■ TASK: Print the listing below without changing any character.

(Labeling and segmentation records)
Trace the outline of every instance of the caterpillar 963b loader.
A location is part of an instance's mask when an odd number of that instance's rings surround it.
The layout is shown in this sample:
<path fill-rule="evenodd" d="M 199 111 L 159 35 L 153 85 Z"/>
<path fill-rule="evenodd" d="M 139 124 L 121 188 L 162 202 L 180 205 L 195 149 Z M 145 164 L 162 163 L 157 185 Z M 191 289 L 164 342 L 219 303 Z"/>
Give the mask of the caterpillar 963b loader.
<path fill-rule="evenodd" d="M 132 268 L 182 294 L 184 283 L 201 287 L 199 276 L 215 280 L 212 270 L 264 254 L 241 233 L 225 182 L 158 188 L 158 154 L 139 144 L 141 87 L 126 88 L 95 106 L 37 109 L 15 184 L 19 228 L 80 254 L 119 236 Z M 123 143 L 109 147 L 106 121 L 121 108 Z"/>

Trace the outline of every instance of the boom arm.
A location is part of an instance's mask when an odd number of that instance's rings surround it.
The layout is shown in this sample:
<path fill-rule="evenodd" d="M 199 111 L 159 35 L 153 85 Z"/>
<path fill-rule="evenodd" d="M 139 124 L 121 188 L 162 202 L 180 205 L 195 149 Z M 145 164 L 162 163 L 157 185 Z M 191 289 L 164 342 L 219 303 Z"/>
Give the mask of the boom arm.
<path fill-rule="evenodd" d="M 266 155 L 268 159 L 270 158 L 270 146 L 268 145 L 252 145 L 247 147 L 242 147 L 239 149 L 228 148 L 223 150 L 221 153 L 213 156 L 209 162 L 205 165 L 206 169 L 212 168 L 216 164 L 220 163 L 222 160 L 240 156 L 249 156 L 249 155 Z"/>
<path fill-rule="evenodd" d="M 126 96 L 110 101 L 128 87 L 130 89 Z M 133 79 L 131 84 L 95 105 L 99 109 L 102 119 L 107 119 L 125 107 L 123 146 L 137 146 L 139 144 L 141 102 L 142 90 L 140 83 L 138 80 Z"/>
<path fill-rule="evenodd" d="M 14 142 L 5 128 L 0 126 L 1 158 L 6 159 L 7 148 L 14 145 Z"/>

■ ANSWER IN FULL:
Trace the outline of every instance of the caterpillar 963b loader.
A location is part of an instance's mask when an odd number of that instance's rings surround it.
The layout is shown in this sample:
<path fill-rule="evenodd" d="M 199 111 L 159 35 L 153 85 Z"/>
<path fill-rule="evenodd" d="M 139 124 L 121 188 L 162 202 L 180 205 L 195 149 Z M 145 164 L 162 163 L 157 185 Z M 191 289 L 164 342 L 219 303 Z"/>
Give the mask of the caterpillar 963b loader.
<path fill-rule="evenodd" d="M 132 268 L 182 294 L 184 283 L 201 287 L 199 276 L 215 280 L 212 270 L 264 254 L 241 233 L 225 182 L 158 188 L 158 154 L 139 144 L 141 87 L 126 88 L 95 106 L 37 109 L 15 184 L 19 228 L 80 254 L 119 236 Z M 123 143 L 109 147 L 106 121 L 121 108 Z"/>

Trace the outline of every instance of the boom arm.
A location is part of an instance's mask when an odd number of that instance's rings surround it.
The layout is shown in this sample:
<path fill-rule="evenodd" d="M 199 111 L 159 35 L 153 85 Z"/>
<path fill-rule="evenodd" d="M 139 124 L 121 188 L 162 202 L 180 205 L 195 149 Z M 145 164 L 162 163 L 157 185 Z M 191 289 L 164 342 L 219 303 Z"/>
Give the mask of the boom arm.
<path fill-rule="evenodd" d="M 266 155 L 268 159 L 270 158 L 270 146 L 268 145 L 252 145 L 247 147 L 242 147 L 239 149 L 228 148 L 223 150 L 221 153 L 213 156 L 209 162 L 205 165 L 206 169 L 212 168 L 216 164 L 220 163 L 222 160 L 240 156 L 249 156 L 249 155 Z"/>
<path fill-rule="evenodd" d="M 126 96 L 110 101 L 128 87 L 130 89 Z M 133 79 L 131 84 L 95 105 L 99 109 L 102 119 L 107 119 L 125 107 L 123 146 L 137 146 L 139 144 L 141 102 L 142 90 L 140 83 L 138 80 Z"/>
<path fill-rule="evenodd" d="M 14 142 L 5 128 L 0 126 L 1 158 L 6 159 L 7 148 L 14 145 Z"/>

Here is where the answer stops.